§ **Request**:
Copy every row below word for word, changing nothing.

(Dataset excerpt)
---+---
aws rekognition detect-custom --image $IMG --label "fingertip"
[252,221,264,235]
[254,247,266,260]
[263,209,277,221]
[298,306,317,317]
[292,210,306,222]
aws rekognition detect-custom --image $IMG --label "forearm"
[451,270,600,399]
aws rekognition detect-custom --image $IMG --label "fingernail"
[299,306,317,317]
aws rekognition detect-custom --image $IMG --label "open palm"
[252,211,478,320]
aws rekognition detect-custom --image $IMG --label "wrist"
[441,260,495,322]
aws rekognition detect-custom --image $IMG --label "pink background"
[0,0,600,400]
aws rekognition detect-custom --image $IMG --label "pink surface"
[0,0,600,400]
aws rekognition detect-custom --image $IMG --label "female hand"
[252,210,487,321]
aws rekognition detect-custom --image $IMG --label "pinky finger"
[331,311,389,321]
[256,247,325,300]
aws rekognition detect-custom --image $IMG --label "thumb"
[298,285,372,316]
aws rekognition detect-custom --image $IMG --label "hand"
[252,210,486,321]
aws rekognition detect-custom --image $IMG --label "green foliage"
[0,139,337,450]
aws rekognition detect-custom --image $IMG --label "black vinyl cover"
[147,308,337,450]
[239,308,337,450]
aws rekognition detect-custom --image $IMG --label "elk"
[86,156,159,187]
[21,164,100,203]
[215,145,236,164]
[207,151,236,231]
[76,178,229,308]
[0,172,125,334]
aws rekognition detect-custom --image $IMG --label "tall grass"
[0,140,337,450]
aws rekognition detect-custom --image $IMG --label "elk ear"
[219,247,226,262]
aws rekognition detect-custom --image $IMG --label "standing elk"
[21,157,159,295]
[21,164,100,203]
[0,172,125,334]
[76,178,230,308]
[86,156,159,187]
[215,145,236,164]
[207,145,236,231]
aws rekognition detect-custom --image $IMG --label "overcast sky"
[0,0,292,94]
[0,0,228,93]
---+---
§ **Response below**:
aws rekognition detect-custom --image $IMG --label "fingertip"
[252,221,264,235]
[254,247,266,260]
[263,209,277,221]
[298,306,317,317]
[292,210,306,222]
aws rekognition detect-custom --image $IMG --label "forearm"
[451,270,600,399]
aws rekognition detect-custom --image $IMG --label "fingernail"
[299,306,317,317]
aws rekognition detect-custom --image $IMG --label "open palm"
[252,211,478,320]
aws rekognition detect-custom --image $IMG --label "wrist"
[441,260,495,322]
aws rekognition detect-custom --image $IMG --label "pink background"
[0,0,600,400]
aws rekognition detect-custom --image $IMG --label "pink surface"
[0,0,600,400]
aws rekognition detect-custom --image $IMG --label "female hand"
[252,210,487,321]
aws rekognition detect-custom --image $IMG --label "pinky finger"
[331,311,389,321]
[256,247,325,300]
aws rekognition detect-custom --image $IMG --label "thumb"
[298,285,372,316]
aws rekognition detect-custom --image $IMG --label "hand"
[252,210,486,321]
aws rekognition detect-custom --image $IMG --label "green foliage"
[0,139,337,450]
aws rekognition detect-custom --image $IMG --label "black vinyl cover"
[147,308,337,450]
[239,308,337,450]
aws rekognition detect-custom --image $IMG --label "elk"
[86,156,159,187]
[21,164,100,203]
[215,145,236,164]
[207,151,236,231]
[76,178,229,308]
[0,172,125,334]
aws rekognition detect-custom --image $IMG --label "tall grass"
[0,140,337,450]
aws rekognition detect-custom --image $IMG --label "elk ear"
[219,247,226,262]
aws rekognition detect-custom --image $IMG --label "standing elk"
[21,157,159,295]
[21,164,100,203]
[0,172,125,334]
[76,178,230,308]
[86,156,159,187]
[215,145,236,164]
[207,145,236,231]
aws rekognition detect-custom --image $IMG --label "overcast sky"
[0,0,292,94]
[0,0,228,93]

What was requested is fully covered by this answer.